* EXERCISE TASK: The line containing "Record the location of each instance of the coconut" marks the start; return it and every line after it in the listing below, exactly, through the last.

[Entries from a pointing dataset]

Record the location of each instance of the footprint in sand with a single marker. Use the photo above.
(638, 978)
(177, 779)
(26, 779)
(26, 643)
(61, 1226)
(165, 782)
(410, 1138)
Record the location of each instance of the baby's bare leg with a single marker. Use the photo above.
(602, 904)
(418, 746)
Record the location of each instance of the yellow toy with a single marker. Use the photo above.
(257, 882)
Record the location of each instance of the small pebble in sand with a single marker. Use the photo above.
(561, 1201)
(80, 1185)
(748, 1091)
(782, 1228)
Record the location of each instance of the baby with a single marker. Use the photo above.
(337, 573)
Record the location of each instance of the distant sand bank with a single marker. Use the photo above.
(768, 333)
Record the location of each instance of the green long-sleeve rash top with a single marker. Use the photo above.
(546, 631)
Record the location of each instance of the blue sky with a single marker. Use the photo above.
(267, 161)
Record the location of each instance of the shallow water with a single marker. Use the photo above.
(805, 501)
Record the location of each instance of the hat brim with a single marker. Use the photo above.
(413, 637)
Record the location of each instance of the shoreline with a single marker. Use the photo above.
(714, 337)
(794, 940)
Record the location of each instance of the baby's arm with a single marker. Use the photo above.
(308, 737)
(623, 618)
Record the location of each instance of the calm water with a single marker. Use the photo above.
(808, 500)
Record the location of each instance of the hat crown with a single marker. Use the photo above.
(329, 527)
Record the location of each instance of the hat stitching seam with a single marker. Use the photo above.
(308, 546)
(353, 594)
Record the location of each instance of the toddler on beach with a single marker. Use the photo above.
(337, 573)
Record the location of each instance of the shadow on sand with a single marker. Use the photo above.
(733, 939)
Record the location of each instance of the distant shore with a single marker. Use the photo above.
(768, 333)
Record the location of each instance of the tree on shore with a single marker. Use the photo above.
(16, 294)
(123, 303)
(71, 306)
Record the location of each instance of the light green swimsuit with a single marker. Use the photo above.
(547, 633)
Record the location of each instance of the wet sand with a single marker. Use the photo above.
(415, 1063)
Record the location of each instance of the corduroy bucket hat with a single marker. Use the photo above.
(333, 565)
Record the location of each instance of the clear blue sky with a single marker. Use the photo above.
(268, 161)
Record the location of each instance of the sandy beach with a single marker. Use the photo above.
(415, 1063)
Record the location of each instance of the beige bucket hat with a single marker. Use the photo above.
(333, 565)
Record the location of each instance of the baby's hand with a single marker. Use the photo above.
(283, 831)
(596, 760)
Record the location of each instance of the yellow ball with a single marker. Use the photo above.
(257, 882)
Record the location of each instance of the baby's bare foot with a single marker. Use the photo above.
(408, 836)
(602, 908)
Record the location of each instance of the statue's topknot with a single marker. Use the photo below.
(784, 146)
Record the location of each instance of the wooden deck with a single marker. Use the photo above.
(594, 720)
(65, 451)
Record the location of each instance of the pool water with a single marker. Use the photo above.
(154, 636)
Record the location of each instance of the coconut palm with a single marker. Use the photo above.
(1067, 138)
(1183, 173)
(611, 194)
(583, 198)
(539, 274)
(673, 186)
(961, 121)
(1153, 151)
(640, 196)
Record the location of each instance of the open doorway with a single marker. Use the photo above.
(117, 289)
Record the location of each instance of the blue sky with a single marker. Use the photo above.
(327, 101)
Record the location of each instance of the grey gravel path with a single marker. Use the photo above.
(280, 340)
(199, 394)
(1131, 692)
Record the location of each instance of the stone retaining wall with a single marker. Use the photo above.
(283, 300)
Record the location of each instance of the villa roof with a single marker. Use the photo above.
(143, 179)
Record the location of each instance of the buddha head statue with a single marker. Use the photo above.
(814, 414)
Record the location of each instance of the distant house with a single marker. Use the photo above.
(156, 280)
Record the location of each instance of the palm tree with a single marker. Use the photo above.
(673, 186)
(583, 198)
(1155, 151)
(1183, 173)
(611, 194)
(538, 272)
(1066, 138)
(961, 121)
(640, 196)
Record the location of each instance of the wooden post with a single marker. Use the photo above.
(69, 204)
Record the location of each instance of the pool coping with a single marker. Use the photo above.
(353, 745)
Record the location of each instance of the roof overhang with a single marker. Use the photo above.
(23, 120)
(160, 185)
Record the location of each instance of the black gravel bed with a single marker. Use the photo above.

* RESULT FOR THIS TASK:
Record the location of each instance of the coconut palm with a single marker. Use the photo above.
(1067, 138)
(1183, 173)
(611, 194)
(583, 198)
(539, 274)
(673, 186)
(961, 121)
(1153, 151)
(640, 196)
Record the location of each instance of the open doorway with a single marker. Use the photo above.
(117, 289)
Record the location of each instance of the blue sky with a single marker. Use the photo above.
(327, 101)
Record the location of each instance of the grey gravel path with a single marker. Use the photo above.
(280, 340)
(199, 394)
(1131, 692)
Record the location of each instance of the stone retaining wall with a single marker. Use the photo above.
(283, 300)
Record the location of each instance of the villa roof with a single marker. Use the photo above.
(143, 179)
Record the location of each instance of the buddha head statue with a single marker. Use the photo above.
(814, 414)
Record the location of each instance of the distant house with a single marker. Use the photo above.
(156, 280)
Record the location of each instance of the palm tree with a single marker. Use the photo above.
(673, 186)
(583, 198)
(1155, 151)
(1183, 173)
(611, 194)
(538, 272)
(1066, 138)
(961, 121)
(640, 196)
Record the location of each instance of the wooden post with a single marker. Use the photo above.
(69, 204)
Record the location of each instance of the pool coping with a single marker. Use the photo above.
(353, 745)
Record the location of each instance of the roof overhang with a single marker. Use the photo above.
(23, 120)
(160, 185)
Record the location of each instance of the black gravel bed with a single marker. Use the photo above.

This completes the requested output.